• Required work:
Rewrite the lines below, changing each "noun phrase" to "search phrase". Leave everything else unchanged.

• Dataset content:
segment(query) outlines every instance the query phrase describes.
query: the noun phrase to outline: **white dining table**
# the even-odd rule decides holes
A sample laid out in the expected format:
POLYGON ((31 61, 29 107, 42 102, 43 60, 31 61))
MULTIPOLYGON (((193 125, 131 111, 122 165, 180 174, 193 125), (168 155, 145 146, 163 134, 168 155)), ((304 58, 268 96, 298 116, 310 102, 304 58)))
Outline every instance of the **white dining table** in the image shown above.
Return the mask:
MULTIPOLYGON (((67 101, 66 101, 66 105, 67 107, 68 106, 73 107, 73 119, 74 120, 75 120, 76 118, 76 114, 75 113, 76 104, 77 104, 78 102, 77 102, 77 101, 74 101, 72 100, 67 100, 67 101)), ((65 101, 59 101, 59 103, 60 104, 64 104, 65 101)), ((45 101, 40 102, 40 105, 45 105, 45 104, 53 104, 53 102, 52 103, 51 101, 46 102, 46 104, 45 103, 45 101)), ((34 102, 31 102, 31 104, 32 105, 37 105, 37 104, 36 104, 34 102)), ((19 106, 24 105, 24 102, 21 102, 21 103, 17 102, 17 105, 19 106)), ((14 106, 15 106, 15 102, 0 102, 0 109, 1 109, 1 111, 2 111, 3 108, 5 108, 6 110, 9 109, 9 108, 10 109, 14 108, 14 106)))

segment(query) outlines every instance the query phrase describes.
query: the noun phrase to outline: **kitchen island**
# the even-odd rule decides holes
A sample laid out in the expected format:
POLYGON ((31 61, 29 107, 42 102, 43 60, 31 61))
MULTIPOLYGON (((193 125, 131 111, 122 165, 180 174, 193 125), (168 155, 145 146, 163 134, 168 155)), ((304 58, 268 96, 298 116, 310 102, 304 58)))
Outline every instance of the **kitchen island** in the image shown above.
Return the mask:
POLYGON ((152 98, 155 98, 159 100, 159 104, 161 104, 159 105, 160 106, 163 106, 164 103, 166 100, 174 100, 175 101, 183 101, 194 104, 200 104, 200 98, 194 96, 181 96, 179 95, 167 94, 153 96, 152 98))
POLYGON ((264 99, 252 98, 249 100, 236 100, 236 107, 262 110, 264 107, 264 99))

• Output of the exercise:
segment(query) outlines every instance the query phrase describes.
query: the search phrase to outline: **white dining table**
# the even-odd rule decides holes
A sample laid out in the expected format:
POLYGON ((31 61, 29 107, 42 102, 43 60, 31 61))
MULTIPOLYGON (((193 125, 131 111, 122 165, 180 174, 193 125), (168 155, 145 146, 163 134, 168 155)), ((304 58, 268 96, 298 116, 310 102, 304 58)))
Outline every instance of the **white dining table** in the image shown above.
Return the mask:
MULTIPOLYGON (((67 101, 66 101, 66 105, 67 107, 68 106, 73 107, 73 119, 74 120, 75 120, 76 118, 76 114, 75 113, 76 104, 77 104, 78 102, 77 102, 77 101, 74 101, 72 100, 67 100, 67 101)), ((65 101, 59 101, 59 103, 60 104, 64 104, 65 101)), ((45 101, 40 102, 40 105, 45 105, 45 104, 53 104, 53 102, 52 103, 51 101, 46 102, 46 104, 45 103, 45 101)), ((34 102, 31 102, 31 104, 32 105, 37 105, 37 104, 36 104, 34 102)), ((19 106, 24 105, 24 102, 21 102, 21 103, 17 102, 17 105, 19 106)), ((14 106, 15 106, 15 102, 0 102, 0 109, 1 109, 1 111, 2 111, 3 108, 5 108, 6 110, 9 109, 9 108, 10 109, 14 108, 14 106)))

segment(query) outlines every instance the query phrase describes.
query: the search phrase to outline: **kitchen island**
# the even-odd rule decides holes
A sample laid out in the expected format:
POLYGON ((31 61, 29 107, 42 102, 43 60, 31 61))
MULTIPOLYGON (((193 125, 131 111, 122 165, 180 174, 193 125), (168 155, 145 146, 163 134, 168 155)), ((304 58, 268 96, 298 116, 310 102, 304 58)))
Outline every instance of the **kitchen island** in the image shown above.
Return the mask:
POLYGON ((152 98, 155 98, 159 100, 159 104, 161 104, 159 105, 160 106, 163 106, 164 103, 166 100, 174 100, 175 101, 183 101, 194 104, 200 104, 200 98, 194 96, 181 96, 179 95, 167 94, 153 96, 152 98))
POLYGON ((264 99, 252 98, 249 100, 236 100, 236 107, 262 110, 264 107, 264 99))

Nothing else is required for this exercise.